- _Seleção_:
É muito difícil definir o que é a justiça, mas temos a experiência do que são as injustiças e a necessidade de as combater. Assim, na vida em sociedade, nós precisamos que haja quem faça justiça, não deixando esta nas mãos de quem é vítima, pois sabemos bem o que acontece em tais casos.
Cabe aos tribunais
a administração da justiça. Trata-se de um enorme poder que lhes é atribuído,
pois as nossas vidas (desde logo, a liberdade) e os nossos bens ficam nas mãos
dos juízes.
A este enorme
poder corresponde uma enorme responsabilidade e por isso se dotou a
administração da justiça de um conjunto amplo de regras que estão consagradas
na Constituição nos termos das quais - e
desde logo - os juízes têm a obrigação de ser
independentes e imparciais.
Mas também têm
outro importante dever que é o de ditar sentenças em prazo razoável e fazê-las
executar, pois de outro modo a sentença, mesmo sendo justa, de pouco ou nada
serve. Todos sabemos disso e um grande jurista brasileiro, Ruy Barbosa,
afirmava que “a justiça tardia é a injustiça institucionalizada”.
Assim se
explica o cuidado de consagrar constitucionalmente como um direito fundamental
dos cidadãos o direito a que “uma causa em que intervenham seja objecto de
decisão em prazo razoável e mediante processo equitativo” (artigo 20.º n.º 4). Esse mesmo direito consta em formulação
semelhante da Convenção Europeia dos
Direitos Humanos (artigo 6.º, n.º 1).
Em Portugal,
podemos dizer que este direito é, em boa parte, cumprido. Mas há sectores onde
tal não sucede, prejudicando muito a imagem geral da nossa justiça e os
direitos dos cidadãos.

- _Dados fornecidos_:
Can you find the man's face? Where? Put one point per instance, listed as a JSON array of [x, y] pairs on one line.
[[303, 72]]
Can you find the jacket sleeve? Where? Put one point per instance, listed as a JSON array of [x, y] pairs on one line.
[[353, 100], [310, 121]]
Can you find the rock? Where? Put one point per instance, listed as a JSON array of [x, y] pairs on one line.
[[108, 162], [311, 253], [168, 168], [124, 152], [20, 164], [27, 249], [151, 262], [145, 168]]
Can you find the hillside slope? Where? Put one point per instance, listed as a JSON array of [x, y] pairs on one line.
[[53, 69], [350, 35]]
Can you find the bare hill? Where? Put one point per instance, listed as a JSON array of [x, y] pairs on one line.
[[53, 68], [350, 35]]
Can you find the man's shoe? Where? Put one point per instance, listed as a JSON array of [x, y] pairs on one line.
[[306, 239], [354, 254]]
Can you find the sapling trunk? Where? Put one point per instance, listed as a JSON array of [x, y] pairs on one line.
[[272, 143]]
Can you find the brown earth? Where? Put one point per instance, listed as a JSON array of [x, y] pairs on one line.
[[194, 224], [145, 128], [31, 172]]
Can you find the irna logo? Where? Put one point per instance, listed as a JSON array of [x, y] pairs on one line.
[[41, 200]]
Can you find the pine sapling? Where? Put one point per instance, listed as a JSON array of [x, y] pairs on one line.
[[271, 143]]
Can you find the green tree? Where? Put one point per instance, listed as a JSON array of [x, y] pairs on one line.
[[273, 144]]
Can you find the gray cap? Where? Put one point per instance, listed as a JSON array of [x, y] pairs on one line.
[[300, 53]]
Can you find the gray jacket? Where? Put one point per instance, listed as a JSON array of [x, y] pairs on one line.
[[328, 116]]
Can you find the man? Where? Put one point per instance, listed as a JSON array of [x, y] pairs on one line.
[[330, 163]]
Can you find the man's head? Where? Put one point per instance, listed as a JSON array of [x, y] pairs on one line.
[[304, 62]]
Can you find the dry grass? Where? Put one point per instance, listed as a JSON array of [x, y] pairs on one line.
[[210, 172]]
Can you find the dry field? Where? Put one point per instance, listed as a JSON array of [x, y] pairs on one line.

- _Tarefa escrita_:
Por favor, reescreva de forma mais breve o parágrafo da seleção que começa por «É muito difícil definir», mantendo as suas ideias principais.

- _Resultado do exercício_:
Definir a justiça é difícil, mas conhecemos as injustiças e sabemos que é preciso combatê-las. Por isso, a sociedade precisa de quem faça justiça, em vez de a deixar nas mãos das vítimas, pois sabemos bem o que acontece nesses casos.